Please write out the listing below again in its exact form.
── RAW DATA
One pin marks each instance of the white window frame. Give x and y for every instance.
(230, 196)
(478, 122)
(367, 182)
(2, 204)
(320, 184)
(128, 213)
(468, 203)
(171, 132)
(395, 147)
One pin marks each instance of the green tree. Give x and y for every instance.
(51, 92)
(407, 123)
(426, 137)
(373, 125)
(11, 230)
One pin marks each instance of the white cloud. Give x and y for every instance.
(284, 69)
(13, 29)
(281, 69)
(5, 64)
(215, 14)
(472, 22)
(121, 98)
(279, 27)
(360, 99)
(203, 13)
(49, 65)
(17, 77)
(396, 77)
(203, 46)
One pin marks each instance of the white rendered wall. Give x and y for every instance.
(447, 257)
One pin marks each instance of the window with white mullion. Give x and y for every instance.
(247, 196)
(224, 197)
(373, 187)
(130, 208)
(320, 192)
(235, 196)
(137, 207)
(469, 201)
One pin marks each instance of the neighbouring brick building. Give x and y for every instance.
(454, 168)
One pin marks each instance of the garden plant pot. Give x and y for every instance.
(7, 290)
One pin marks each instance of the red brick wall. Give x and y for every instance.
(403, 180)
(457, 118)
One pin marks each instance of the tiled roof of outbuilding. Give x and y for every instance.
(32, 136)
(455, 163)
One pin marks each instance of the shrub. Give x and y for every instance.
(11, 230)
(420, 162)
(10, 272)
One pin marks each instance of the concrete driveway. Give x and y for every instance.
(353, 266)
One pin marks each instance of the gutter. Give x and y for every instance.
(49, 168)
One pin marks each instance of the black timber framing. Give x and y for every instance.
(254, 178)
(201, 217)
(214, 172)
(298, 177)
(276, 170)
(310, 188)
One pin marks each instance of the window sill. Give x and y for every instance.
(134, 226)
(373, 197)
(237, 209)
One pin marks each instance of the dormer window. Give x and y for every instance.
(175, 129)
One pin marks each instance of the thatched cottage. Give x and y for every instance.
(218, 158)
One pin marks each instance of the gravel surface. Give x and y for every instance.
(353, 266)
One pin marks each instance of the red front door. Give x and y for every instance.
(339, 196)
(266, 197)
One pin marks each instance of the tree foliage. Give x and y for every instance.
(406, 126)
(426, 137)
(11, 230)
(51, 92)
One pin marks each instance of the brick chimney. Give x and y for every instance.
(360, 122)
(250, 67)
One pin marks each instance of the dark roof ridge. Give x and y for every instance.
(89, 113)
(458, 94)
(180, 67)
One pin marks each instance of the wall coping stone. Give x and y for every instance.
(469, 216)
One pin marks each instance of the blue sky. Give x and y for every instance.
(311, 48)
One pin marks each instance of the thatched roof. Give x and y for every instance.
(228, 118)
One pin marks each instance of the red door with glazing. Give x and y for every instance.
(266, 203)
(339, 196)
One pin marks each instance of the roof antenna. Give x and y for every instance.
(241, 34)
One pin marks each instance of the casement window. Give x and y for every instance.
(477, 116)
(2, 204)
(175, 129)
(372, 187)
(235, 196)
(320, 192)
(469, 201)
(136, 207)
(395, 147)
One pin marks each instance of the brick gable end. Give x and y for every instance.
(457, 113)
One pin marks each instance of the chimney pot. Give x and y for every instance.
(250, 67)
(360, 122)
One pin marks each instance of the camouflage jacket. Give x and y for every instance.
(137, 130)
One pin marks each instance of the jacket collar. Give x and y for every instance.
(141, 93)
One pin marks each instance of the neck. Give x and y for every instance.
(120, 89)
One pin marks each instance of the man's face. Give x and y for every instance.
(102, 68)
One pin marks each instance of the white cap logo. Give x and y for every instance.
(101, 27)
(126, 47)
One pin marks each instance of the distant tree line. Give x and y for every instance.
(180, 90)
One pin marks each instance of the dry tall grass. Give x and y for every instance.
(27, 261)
────
#### THE ANSWER
One pin marks each instance of the white window frame. Give x and y for every instance.
(230, 196)
(478, 122)
(367, 182)
(2, 204)
(320, 184)
(128, 213)
(468, 203)
(171, 132)
(395, 147)
One pin marks each instance of the green tree. Give x and y for every instance.
(51, 92)
(407, 123)
(426, 137)
(373, 125)
(11, 230)
One pin marks each instance of the white cloud. Give x and y for every instance.
(284, 69)
(13, 29)
(281, 69)
(5, 64)
(215, 14)
(472, 22)
(121, 98)
(279, 27)
(360, 99)
(203, 13)
(49, 65)
(17, 77)
(396, 77)
(203, 46)
One pin marks each instance of the white rendered wall. Give x and y for every instance.
(447, 257)
One pin marks each instance of the window with white mullion. Give x and y for every instance.
(247, 196)
(224, 197)
(373, 187)
(130, 208)
(320, 192)
(235, 196)
(137, 207)
(469, 201)
One pin marks each instance of the neighbouring brick building. Give x and y for every instance.
(454, 168)
One pin marks each instance of the garden plant pot. Give x and y for every instance.
(7, 290)
One pin marks each instance of the red brick wall. Give x and y for every instance.
(403, 180)
(457, 118)
One pin marks each instance of the tiled roof of outbuilding. Give x and y for every instance.
(32, 136)
(455, 163)
One pin marks each instance of the shrub. Give x and y for every instance.
(11, 230)
(420, 162)
(10, 272)
One pin marks each instance of the concrete driveway. Give x and y for every instance.
(353, 266)
One pin marks each instance of the gutter. Give x and y for every instance.
(49, 168)
One pin marks each instance of the black timber framing. Give x and y for every instance.
(254, 178)
(201, 217)
(214, 172)
(298, 177)
(276, 170)
(310, 188)
One pin marks each instance of the window sill. Give x and y for every instance.
(134, 226)
(373, 197)
(237, 209)
One pin marks each instance of the dormer window. Give x and y for every instance.
(175, 129)
One pin marks each instance of the thatched cottage. Give x and y for every instance.
(218, 158)
One pin marks each instance of the gravel surface. Give x and y for every instance.
(353, 266)
One pin marks each instance of the red front door. Give x and y for every instance.
(339, 196)
(266, 197)
One pin marks each instance of the tree foliage. Give x and y for every instance.
(406, 126)
(426, 137)
(11, 230)
(51, 92)
One pin marks each instance of the brick chimney. Give x and y for every instance.
(360, 122)
(250, 67)
One pin marks each instance of the dark roof ridge. Give x and y for every instance.
(89, 113)
(458, 94)
(180, 67)
One pin marks each instance of the wall coping stone. Give x and y for every instance.
(469, 216)
One pin marks each instance of the blue sky. Give x and y for every instance.
(311, 48)
One pin marks each instance of the thatched roof. Give x and y for every instance.
(228, 118)
One pin marks each instance of the red door with glazing. Give x and y for every instance.
(266, 203)
(339, 196)
One pin marks each instance of the roof antenna. Give x and y for every instance.
(241, 34)
One pin marks each instance of the casement window. Give x and y for every instance.
(477, 116)
(2, 204)
(175, 129)
(372, 187)
(235, 196)
(320, 192)
(469, 201)
(136, 207)
(395, 147)
One pin marks each instance of the brick gable end. Give x and y for every instance.
(457, 113)
One pin marks each instance of the chimney pot. Give x and y for every instance.
(250, 67)
(360, 122)
One pin marks each instance of the camouflage jacket. Give x and y for every instance.
(137, 130)
One pin marks each instance of the jacket collar. Give x and y for every instance.
(141, 93)
One pin marks each instance of the neck. Give x and y for every instance.
(120, 89)
One pin marks each instance of the man's face. Give x and y for every instance.
(102, 68)
One pin marks each instance of the white cap logo. Give x and y for every instance.
(101, 27)
(126, 47)
One pin marks each instance of the distant tree line. Give x and y for every instance.
(180, 90)
One pin marks each instance of the dry tall grass. Give x and y for every instance.
(27, 261)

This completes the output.